What to do » Write each entry out again exactly, with nothing omitted.
- - - -
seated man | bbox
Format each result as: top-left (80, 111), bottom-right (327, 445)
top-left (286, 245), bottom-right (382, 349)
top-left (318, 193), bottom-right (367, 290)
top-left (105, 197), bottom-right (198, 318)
- - - -
Solution to the exercise »
seated man | bbox
Format each result as: top-left (80, 111), bottom-right (327, 445)
top-left (286, 245), bottom-right (382, 349)
top-left (318, 193), bottom-right (367, 290)
top-left (105, 197), bottom-right (198, 318)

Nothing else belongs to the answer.